Beneath this line is the data. Output exactly the lines from the line with "Query: birch-like trunk" to the line with "the yellow flower", both ends included, and nothing more.

** INFORMATION PROVIDED follows **

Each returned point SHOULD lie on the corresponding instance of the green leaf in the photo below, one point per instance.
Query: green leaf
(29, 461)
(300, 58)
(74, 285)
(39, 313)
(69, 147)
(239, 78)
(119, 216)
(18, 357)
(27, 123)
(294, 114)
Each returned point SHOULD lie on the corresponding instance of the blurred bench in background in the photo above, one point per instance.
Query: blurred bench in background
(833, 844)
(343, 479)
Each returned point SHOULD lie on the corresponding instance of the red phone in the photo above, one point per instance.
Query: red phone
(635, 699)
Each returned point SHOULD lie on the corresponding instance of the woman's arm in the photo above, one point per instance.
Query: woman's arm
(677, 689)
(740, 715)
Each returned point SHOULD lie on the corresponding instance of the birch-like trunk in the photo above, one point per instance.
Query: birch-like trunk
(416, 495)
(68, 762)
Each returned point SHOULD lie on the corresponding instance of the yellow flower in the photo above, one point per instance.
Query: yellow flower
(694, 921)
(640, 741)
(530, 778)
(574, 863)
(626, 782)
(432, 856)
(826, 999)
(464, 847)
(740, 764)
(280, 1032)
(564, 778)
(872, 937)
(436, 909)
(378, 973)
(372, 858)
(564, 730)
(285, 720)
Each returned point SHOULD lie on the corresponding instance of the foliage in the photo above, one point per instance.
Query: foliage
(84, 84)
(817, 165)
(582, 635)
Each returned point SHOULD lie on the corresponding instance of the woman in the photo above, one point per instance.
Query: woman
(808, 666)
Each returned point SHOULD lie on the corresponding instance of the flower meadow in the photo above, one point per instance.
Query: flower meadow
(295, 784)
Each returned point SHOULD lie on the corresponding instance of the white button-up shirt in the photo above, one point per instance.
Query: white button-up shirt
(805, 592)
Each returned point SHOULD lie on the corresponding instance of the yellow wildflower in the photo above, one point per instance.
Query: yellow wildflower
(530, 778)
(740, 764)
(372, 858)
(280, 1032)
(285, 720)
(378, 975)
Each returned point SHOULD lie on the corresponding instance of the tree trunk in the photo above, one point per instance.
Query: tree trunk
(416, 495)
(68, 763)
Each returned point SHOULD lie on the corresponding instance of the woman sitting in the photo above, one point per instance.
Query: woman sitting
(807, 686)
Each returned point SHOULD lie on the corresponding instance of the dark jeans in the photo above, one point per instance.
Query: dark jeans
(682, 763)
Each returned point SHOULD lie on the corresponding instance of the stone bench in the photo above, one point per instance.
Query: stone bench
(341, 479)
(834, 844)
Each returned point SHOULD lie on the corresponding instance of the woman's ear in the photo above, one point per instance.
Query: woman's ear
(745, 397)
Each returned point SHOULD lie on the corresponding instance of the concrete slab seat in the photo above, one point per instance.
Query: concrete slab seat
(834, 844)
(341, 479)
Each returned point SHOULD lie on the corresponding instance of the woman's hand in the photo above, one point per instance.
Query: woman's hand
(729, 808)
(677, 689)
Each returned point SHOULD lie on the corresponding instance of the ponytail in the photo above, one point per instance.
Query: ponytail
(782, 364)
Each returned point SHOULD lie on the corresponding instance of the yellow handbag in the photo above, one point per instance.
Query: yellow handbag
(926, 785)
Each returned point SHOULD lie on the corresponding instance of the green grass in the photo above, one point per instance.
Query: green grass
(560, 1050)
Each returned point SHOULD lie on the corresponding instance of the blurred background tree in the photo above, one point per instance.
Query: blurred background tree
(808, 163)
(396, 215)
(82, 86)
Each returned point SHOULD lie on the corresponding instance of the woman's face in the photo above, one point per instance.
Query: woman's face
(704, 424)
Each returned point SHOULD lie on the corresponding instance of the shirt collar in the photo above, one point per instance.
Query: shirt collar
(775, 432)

** End of INFORMATION PROVIDED **

▶ [SOLUTION TO THIS EXERCISE]
Query: birch-like trunk
(416, 495)
(68, 762)
Each returned point SHOULD lie on the corresponding instance of the yellow flower in the photo above, one point per instance.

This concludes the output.